Гражданская война в России: Записки белого партизана - А. Шкуро
Шрифт:
Интервал:
Закладка:
— С Русью ли идем мы, представители казачества, или против Руси?
Такая постановка вопроса вызвала с нашей стороны самую резкую отповедь. Мы, казаки, с полной откровенностью заявили о своих пожеланиях, о своем весьма отрицательном отношении к той политической линии, которую проводили в отношении к казакам Ставка и Особое совещание. Мы указали пути для исправления ошибок, для парализования того скверного настроения, которое создается благодаря нашим ненормальным взаимоотношениям.
Я произнес на этом совещании пространную речь. Вначале я сделал краткий обзор исторического прошлого казачества. Казаки — чисто русские люди, наиболее сильные в физическом и моральном отношении, с наибольшей энергией и предприимчивостью.
Гений русского народа всегда тянулся на юг, а не на север, а потому Петровская реформа — историческая ошибка. Казаки олицетворяли собою тягу на юг, туда, где больше света, больше тепла, больше солнца.
— Когда началась невзгода, когда снова на Руси настало смутное время, — говорил я, обращаясь к Деникину, — вы, витязи Русской земли, пришли сюда, на юг, спасать Россию вместе с нами, казаками. Казаки оправдывают вашунадежду, вашу веру…
— Мы. — говорил я, — недоумеваем теперь, почему казаки, не один раз спасавшие Россию, ныне оказались где-то в стороне? Около вас все, кроме тех, кто должен быть. Около вас должны быть казачьи атаманы и председатели казачьих правительств. Вы неоднократно указывали, что высоко цените, любите казаков и считаете их молодцами. Мы сами давно знаем себе цену. Нам надоело быть молодцами. Мы хотим быть гражданами. Мы, представители казачества, считаем, что имеем полное право быть привлеченными к государственному строительству…
Другие представители казаков высказывались в этом же смысле и резко указали на оскорбительную для нас формулировку вопроса генералом Деникиным. Последний не ответил на наши требования по существу, а лишь заявил:
— Вы, господа атаманы, меня очень сильно «облаяли», но я все же весьма удовлетворен тем, что вижу перед собою действительно русских людей…
Но едва ли Деникин был искренен.

ФРАГМЕНТ НАБОРА ДАННЫХ:
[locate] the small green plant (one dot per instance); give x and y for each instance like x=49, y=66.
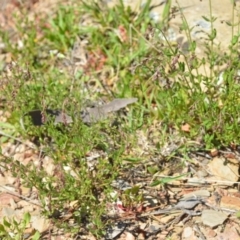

ЗАДАНИЕ:
Почему, по словам рассказчика в тексте о гражданской войне, Петровская реформа была исторической ошибкой? Ответьте одним–тремя предложениями.

ОТВЕТ:
Рассказчик считает Петровскую реформу исторической ошибкой, потому что гений русского народа всегда тянулся на юг, а не на север. Казаки, по его словам, олицетворяли эту тягу на юг, где больше света, тепла и солнца.